___ Passage provided

The packaged food you buy has a long list of nutritional information. So does soda. And soon, so will beer.
WASHINGTON — The packaged food you buy has a long list of nutritional information. So does soda. And soon, so will beer.
The Beer Institute, a trade association for the American beer brewing industry, has unveiled a series of videos that explain the Brewers’ Voluntary Disclosure Initiative, aimed at giving consumers a comprehensive look at what’s in the beer they’re buying.
“The brewers and importers will voluntarily include a serving fact statement that lists calories, carbohydrates, protein, fat and alcohol by volume on their beer labels,” Jim McGreevy, president and CEO of the Beer Institute, told WTOP.
The labeling will include a freshness date.
Beer brewers are not required by federal law to label nutritional content. Though the Beer Institute’s initiative is voluntary, six major brewers representing more than 80 percent of the beer sold by volume in the U.S. have committed to it, including Anheuser-Busch, Miller-Coors, Heineken USA, Constellation Brands, North American Breweries and The Craft Brew Alliance.
“We encourage our friends in the spirits and wine industries to follow suit here. We think this is a very important public policy and we think this provides information to consumers that they’re hungry to have,” McGreevy said.
Diageo plc, one of the largest spirits producers in the world whose brands include Smirnoff, Captain Morgan and Johnnie Walker, announced in 2015 a commitment to include voluntary nutritional labeling on its products, and already does on some.
Participating beer brewers have committed to including the nutritional information labeling by the end of 2020.

______
___ Record extracts

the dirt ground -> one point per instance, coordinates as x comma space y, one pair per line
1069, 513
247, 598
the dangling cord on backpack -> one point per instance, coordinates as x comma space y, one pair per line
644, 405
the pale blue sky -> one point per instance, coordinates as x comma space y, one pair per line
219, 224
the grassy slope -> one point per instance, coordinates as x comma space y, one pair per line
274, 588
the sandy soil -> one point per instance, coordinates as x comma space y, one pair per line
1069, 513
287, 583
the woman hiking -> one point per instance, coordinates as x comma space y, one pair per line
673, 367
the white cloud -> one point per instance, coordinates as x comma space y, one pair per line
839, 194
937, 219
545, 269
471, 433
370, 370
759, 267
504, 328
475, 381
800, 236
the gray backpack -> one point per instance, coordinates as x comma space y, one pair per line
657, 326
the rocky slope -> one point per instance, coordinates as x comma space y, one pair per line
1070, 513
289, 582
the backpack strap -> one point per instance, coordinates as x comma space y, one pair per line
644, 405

______

## About this task
Reproduce the part of the beer-labeling article that opens with the words "The labeling will" and closes with "Craft Brew Alliance.", substituting "best-by date" for "freshness date".

## Response to the exercise
The labeling will include a best-by date.
Beer brewers are not required by federal law to label nutritional content. Though the Beer Institute’s initiative is voluntary, six major brewers representing more than 80 percent of the beer sold by volume in the U.S. have committed to it, including Anheuser-Busch, Miller-Coors, Heineken USA, Constellation Brands, North American Breweries and The Craft Brew Alliance.